WHAT YOU SHOULD DO |
Exactly the lines from the one containing "Could you kindly pick out the canoe" through the final line of the listing are to be retyped, and nothing more.

## start DATA FOR THE TASK

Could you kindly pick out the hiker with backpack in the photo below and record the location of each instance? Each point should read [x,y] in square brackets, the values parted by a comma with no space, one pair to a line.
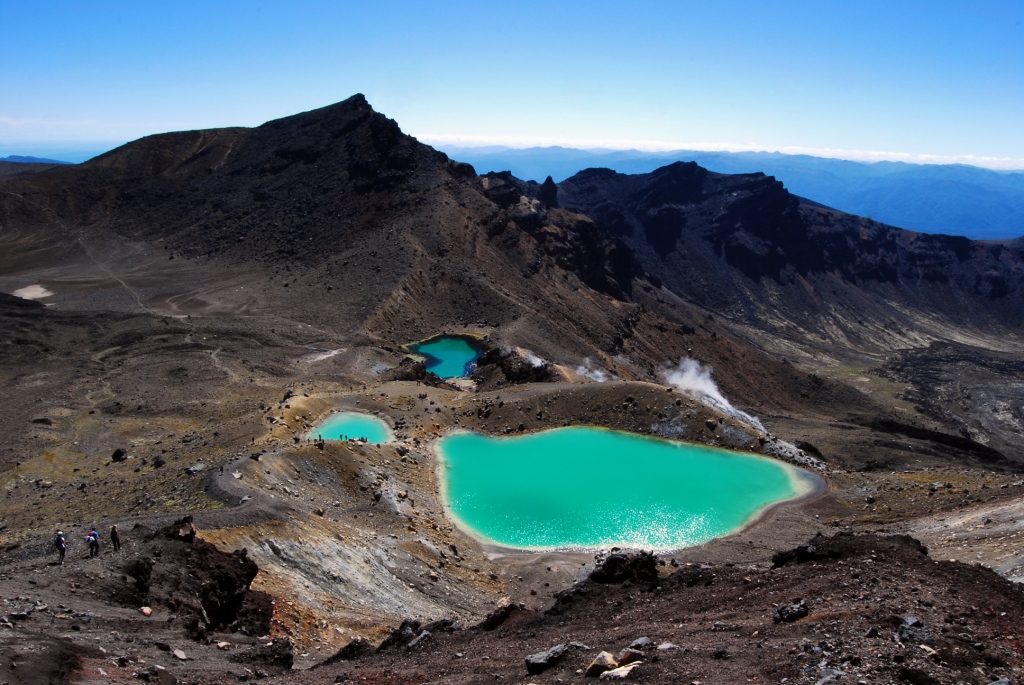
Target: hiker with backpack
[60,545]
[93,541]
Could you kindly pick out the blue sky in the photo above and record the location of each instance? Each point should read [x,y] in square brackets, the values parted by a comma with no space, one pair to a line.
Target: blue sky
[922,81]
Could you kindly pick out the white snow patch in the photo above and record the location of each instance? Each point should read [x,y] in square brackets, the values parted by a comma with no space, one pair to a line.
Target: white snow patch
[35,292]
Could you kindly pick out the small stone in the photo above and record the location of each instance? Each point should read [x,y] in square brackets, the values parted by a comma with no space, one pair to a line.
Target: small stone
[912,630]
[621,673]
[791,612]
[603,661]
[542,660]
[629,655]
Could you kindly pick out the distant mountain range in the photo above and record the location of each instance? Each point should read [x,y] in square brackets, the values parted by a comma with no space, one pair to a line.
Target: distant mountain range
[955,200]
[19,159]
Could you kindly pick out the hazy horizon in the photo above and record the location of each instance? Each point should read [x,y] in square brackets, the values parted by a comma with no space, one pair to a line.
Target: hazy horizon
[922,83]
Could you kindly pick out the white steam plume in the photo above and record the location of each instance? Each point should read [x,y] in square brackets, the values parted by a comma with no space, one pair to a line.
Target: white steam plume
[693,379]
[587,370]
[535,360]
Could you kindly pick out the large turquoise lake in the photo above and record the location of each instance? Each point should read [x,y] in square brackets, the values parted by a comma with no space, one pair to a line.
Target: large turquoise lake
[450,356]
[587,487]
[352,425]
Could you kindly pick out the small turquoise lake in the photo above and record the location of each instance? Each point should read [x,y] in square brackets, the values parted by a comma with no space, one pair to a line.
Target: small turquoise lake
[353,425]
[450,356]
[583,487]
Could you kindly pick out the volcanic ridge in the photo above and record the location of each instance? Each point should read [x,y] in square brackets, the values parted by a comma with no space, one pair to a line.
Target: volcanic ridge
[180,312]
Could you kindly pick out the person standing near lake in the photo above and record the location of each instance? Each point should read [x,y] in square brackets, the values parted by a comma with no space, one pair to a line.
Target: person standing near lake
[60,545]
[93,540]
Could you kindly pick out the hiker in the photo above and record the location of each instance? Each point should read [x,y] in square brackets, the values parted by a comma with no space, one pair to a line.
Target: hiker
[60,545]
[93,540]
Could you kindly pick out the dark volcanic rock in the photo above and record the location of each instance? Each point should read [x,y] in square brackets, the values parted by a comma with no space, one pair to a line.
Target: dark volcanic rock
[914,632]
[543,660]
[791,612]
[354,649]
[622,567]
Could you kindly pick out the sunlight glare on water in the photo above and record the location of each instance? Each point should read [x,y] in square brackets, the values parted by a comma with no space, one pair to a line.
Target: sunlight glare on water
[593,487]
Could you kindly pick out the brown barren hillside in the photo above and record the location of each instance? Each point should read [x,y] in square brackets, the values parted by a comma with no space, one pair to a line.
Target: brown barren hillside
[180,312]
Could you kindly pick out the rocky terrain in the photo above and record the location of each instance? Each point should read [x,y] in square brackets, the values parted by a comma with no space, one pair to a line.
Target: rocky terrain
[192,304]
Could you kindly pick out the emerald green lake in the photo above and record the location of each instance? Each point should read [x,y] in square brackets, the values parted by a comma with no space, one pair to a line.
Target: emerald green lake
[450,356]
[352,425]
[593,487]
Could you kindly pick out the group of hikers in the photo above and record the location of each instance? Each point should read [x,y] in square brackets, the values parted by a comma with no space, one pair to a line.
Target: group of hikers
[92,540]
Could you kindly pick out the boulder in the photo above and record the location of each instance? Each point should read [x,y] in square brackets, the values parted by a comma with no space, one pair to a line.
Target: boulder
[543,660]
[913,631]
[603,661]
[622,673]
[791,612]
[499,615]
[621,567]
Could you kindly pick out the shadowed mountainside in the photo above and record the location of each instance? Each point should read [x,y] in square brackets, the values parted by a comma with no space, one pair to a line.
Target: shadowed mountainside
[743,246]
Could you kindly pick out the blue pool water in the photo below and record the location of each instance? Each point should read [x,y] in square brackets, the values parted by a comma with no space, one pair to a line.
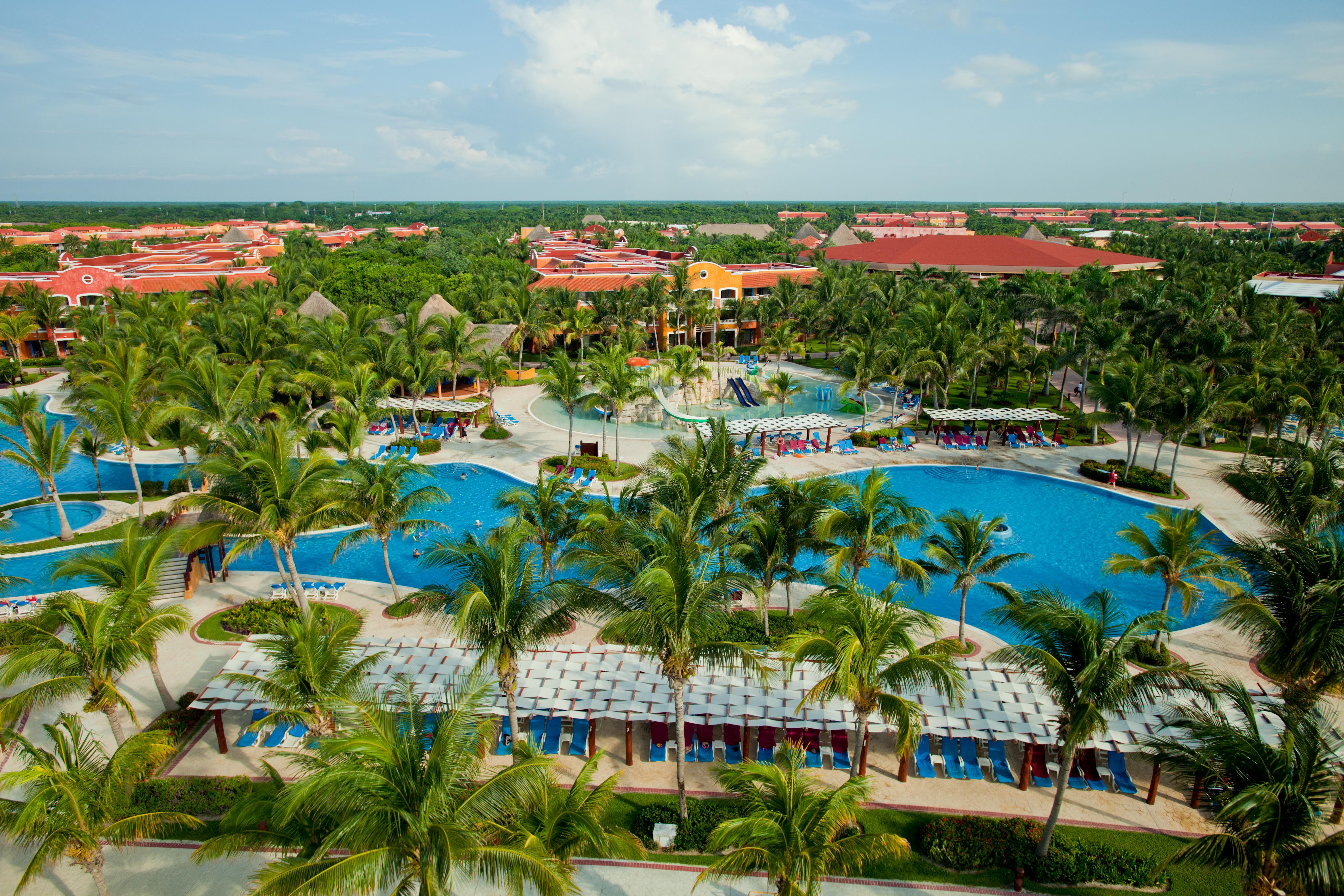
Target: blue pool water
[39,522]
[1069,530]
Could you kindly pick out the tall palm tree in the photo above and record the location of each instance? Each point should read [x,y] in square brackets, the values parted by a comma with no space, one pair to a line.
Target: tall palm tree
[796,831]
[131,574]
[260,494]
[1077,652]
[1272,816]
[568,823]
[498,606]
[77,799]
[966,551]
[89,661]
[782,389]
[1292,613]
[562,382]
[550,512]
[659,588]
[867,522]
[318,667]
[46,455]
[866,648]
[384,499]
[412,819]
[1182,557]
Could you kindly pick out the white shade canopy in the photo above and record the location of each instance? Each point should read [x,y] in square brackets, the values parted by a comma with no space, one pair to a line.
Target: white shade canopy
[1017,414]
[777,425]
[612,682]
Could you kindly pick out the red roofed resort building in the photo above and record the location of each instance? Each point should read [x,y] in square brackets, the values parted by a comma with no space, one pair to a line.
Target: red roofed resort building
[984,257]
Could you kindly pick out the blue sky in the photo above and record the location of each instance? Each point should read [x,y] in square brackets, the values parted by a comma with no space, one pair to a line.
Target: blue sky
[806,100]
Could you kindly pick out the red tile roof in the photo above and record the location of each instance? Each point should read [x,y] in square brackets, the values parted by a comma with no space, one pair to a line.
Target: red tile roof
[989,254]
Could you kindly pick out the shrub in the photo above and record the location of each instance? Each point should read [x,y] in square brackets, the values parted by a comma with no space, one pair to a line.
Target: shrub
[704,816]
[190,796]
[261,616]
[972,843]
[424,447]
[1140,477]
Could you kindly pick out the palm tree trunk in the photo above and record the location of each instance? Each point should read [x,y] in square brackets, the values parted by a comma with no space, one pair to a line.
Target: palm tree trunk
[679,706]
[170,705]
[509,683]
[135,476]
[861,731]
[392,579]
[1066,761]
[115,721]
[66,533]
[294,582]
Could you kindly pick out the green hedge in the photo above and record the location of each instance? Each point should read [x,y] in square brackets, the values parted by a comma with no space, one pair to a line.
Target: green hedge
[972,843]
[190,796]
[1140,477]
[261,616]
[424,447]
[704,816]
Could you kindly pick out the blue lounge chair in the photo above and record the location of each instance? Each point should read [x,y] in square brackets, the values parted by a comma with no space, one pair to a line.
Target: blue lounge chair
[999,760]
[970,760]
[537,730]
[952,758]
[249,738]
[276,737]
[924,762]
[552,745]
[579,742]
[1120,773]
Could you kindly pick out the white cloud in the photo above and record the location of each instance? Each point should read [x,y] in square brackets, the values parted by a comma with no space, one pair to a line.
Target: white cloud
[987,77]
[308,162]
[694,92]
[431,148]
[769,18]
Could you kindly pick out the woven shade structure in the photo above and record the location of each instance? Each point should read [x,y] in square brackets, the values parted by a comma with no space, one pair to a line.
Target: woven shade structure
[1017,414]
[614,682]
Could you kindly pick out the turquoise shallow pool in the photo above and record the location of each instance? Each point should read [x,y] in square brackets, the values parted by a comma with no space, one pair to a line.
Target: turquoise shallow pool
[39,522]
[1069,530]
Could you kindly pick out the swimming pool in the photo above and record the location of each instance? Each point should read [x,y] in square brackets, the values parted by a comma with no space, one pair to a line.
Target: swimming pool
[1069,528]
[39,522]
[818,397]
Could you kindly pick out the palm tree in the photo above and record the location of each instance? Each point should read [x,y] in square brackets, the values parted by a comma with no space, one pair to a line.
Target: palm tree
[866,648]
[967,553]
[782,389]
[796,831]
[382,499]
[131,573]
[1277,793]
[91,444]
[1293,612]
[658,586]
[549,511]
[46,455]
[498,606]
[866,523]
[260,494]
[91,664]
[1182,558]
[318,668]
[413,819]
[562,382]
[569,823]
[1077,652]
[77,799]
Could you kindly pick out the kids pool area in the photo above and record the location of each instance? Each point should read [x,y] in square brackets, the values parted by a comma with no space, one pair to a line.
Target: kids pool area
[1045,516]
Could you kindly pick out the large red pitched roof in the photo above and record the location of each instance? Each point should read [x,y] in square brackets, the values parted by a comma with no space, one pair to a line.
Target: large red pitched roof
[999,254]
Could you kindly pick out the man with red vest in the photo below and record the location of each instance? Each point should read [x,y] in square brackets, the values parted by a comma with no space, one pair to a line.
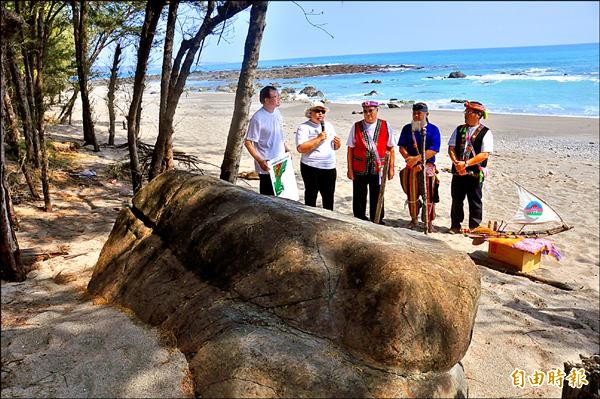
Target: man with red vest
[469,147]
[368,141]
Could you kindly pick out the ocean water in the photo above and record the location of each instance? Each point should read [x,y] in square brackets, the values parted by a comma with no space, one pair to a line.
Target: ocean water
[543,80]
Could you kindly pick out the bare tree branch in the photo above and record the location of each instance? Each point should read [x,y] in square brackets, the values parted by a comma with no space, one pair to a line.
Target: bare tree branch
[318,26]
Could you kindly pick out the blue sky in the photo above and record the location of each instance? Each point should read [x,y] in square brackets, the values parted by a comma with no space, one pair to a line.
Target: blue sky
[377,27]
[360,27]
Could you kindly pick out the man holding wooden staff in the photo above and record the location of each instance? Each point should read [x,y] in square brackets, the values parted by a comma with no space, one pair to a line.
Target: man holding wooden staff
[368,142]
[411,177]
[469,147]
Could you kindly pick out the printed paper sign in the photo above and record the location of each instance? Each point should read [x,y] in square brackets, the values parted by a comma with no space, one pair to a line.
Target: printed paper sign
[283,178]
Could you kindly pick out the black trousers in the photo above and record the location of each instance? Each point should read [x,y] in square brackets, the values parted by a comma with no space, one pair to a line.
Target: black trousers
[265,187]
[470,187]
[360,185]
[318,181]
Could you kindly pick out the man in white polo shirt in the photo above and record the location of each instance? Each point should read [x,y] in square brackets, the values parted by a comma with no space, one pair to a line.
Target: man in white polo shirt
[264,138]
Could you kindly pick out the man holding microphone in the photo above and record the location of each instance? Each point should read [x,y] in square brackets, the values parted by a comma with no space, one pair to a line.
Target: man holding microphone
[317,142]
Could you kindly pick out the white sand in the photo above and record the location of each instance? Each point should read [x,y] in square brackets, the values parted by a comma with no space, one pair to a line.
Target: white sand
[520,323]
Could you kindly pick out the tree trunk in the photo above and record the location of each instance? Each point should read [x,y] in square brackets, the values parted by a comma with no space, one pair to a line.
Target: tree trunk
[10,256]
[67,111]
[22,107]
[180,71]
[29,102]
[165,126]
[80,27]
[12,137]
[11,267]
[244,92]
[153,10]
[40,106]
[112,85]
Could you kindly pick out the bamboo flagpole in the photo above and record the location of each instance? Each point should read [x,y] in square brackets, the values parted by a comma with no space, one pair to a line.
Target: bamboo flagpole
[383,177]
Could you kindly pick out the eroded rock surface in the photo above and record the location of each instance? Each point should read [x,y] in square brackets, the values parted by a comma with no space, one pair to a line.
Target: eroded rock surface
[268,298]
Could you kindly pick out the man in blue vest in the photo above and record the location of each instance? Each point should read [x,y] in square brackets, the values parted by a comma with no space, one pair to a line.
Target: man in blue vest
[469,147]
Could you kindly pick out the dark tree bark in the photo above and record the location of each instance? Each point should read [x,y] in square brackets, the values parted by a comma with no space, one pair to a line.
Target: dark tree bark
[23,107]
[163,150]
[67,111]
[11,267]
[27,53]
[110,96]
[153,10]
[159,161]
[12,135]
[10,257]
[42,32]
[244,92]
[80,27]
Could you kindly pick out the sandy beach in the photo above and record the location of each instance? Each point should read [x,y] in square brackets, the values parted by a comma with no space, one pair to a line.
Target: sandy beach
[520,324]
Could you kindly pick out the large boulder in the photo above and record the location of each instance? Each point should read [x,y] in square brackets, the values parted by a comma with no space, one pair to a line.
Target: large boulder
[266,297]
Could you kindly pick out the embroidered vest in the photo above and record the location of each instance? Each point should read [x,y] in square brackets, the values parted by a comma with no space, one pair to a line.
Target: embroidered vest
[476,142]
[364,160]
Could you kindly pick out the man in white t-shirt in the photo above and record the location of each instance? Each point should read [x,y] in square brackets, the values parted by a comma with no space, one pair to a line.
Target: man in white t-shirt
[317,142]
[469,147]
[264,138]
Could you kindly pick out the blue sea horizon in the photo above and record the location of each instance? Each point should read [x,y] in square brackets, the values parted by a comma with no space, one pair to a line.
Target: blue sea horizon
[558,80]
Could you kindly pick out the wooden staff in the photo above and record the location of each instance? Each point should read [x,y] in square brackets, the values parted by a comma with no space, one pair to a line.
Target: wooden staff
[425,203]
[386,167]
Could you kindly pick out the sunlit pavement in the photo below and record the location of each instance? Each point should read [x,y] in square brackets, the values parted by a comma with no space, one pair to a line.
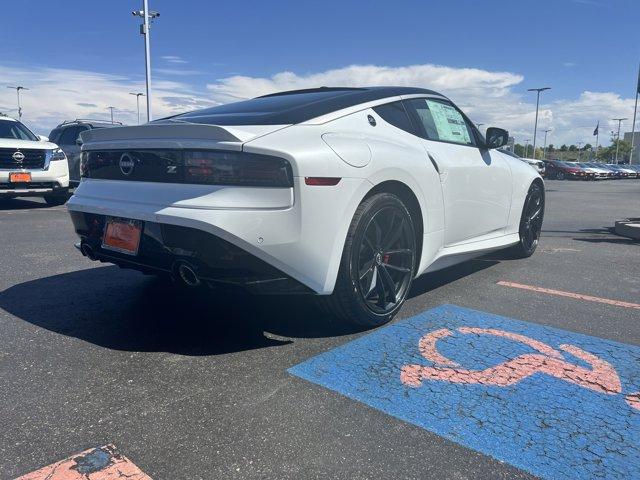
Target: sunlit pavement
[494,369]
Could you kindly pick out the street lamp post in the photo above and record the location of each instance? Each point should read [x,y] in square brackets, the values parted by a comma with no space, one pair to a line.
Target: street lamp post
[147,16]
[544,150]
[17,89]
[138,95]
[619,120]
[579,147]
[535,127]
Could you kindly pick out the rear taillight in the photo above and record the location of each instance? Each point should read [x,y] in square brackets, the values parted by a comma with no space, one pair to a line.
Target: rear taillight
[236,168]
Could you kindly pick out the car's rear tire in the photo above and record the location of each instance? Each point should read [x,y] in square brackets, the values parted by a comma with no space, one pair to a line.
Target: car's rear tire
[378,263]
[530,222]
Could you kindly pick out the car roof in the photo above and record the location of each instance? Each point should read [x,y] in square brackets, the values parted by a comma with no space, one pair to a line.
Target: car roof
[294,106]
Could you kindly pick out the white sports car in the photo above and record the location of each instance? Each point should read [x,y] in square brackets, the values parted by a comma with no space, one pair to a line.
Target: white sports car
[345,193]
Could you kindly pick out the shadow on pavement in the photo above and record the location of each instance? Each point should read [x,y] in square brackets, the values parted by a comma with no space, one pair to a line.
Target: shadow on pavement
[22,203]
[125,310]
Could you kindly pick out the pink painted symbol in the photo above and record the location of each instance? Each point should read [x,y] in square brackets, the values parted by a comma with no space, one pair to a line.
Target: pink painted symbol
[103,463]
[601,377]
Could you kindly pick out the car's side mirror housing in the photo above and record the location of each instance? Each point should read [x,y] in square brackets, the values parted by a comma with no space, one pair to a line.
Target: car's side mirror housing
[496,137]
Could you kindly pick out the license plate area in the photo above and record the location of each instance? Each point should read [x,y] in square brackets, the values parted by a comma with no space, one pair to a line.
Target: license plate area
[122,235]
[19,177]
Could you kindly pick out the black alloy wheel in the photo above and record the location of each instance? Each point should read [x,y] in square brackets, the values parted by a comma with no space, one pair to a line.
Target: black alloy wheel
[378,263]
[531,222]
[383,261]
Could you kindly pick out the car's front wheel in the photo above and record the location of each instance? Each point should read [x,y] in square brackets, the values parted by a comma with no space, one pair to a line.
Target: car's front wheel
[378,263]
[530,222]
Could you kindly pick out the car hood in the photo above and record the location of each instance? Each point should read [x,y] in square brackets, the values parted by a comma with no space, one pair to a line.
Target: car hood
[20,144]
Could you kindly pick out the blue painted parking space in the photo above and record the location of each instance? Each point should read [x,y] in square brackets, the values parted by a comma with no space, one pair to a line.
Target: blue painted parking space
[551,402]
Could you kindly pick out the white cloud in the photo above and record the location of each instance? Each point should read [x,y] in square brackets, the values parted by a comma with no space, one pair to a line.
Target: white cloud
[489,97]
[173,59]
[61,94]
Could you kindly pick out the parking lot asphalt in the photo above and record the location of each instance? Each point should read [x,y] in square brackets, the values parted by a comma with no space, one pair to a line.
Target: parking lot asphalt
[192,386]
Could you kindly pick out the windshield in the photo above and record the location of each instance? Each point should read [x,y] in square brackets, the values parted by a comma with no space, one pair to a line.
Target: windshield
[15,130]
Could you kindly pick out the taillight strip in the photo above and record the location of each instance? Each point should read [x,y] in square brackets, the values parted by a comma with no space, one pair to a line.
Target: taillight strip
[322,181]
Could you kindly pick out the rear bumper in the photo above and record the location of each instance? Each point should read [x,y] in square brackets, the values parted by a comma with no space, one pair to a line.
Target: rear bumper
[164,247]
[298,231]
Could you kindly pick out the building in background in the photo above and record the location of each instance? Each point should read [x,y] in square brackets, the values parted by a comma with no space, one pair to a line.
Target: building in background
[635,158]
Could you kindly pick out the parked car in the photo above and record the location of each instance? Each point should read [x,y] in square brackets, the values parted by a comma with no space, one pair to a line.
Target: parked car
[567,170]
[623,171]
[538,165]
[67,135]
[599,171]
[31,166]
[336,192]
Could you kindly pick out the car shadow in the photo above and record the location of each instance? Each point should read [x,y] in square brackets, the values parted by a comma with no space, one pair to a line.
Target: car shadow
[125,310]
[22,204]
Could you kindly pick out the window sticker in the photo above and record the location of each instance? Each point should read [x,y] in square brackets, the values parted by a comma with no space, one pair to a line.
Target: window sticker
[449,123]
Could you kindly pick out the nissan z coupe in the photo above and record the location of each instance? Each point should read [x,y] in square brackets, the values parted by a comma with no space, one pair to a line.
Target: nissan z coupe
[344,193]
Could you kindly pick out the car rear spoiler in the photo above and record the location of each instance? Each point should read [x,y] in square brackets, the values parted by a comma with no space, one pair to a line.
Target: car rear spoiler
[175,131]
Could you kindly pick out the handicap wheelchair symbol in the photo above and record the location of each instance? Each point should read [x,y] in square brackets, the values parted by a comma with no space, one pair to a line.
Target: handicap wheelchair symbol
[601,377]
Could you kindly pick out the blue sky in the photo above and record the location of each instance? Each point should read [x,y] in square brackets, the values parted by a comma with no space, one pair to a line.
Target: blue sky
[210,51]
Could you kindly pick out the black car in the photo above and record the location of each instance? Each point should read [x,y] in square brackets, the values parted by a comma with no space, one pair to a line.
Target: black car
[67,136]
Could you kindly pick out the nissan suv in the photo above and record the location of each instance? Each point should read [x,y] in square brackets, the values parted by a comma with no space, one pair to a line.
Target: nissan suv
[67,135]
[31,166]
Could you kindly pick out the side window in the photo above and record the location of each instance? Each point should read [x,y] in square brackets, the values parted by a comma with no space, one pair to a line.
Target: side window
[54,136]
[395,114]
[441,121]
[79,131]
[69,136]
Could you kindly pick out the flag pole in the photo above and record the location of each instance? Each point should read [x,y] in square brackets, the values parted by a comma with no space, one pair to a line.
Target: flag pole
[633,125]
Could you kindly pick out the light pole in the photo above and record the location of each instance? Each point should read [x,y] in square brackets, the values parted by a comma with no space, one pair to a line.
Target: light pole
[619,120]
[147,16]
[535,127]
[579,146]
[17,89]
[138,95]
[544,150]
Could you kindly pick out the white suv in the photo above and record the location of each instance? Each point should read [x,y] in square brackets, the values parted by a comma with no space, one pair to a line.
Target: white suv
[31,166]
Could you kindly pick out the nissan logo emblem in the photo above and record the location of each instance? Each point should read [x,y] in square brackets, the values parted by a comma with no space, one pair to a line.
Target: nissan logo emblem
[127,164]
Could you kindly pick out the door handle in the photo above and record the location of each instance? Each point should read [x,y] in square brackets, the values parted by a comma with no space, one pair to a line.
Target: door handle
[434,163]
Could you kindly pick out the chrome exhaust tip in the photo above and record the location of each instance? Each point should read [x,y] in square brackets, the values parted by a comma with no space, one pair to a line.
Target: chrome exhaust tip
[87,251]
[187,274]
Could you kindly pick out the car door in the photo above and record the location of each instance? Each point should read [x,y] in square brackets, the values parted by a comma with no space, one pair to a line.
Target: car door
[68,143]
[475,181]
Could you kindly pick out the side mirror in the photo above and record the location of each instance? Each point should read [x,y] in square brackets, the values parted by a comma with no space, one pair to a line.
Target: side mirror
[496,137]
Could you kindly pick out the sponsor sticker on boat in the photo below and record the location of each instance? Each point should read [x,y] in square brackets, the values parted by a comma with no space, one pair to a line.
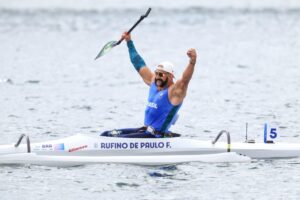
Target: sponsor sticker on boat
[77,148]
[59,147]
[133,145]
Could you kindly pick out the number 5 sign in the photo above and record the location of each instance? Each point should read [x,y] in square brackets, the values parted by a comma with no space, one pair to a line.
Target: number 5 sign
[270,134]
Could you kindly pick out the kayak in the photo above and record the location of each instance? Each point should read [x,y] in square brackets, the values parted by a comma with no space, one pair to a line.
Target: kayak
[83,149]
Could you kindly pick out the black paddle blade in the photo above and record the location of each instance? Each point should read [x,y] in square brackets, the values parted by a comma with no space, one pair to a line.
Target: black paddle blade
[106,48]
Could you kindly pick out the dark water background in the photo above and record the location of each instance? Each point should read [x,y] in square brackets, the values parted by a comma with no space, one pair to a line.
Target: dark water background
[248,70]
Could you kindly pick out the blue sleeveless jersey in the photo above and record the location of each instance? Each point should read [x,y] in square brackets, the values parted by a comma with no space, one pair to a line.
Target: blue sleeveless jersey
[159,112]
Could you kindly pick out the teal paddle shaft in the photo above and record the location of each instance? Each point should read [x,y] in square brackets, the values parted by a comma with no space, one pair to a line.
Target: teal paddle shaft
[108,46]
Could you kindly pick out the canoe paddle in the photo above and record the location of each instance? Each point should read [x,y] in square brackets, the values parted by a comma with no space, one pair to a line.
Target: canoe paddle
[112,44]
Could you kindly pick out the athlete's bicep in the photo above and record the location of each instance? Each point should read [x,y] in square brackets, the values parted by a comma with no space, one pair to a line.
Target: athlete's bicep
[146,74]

## end DATA FOR THE TASK

THE RESULT |
Could you kindly pick out the canoe paddle in the photo above and record the location of each instance? Each point should read [x,y] in square brackets, the values parted by a comma with no space, one pair to a line.
Target: canoe paddle
[112,44]
Could you kindly pick out the athlete's bicep in the photo above and record the location of each instance? Each point should read [x,y] in square brackets, the values parted by a comma with no space, one pair to a line.
Target: athlete's bicep
[146,74]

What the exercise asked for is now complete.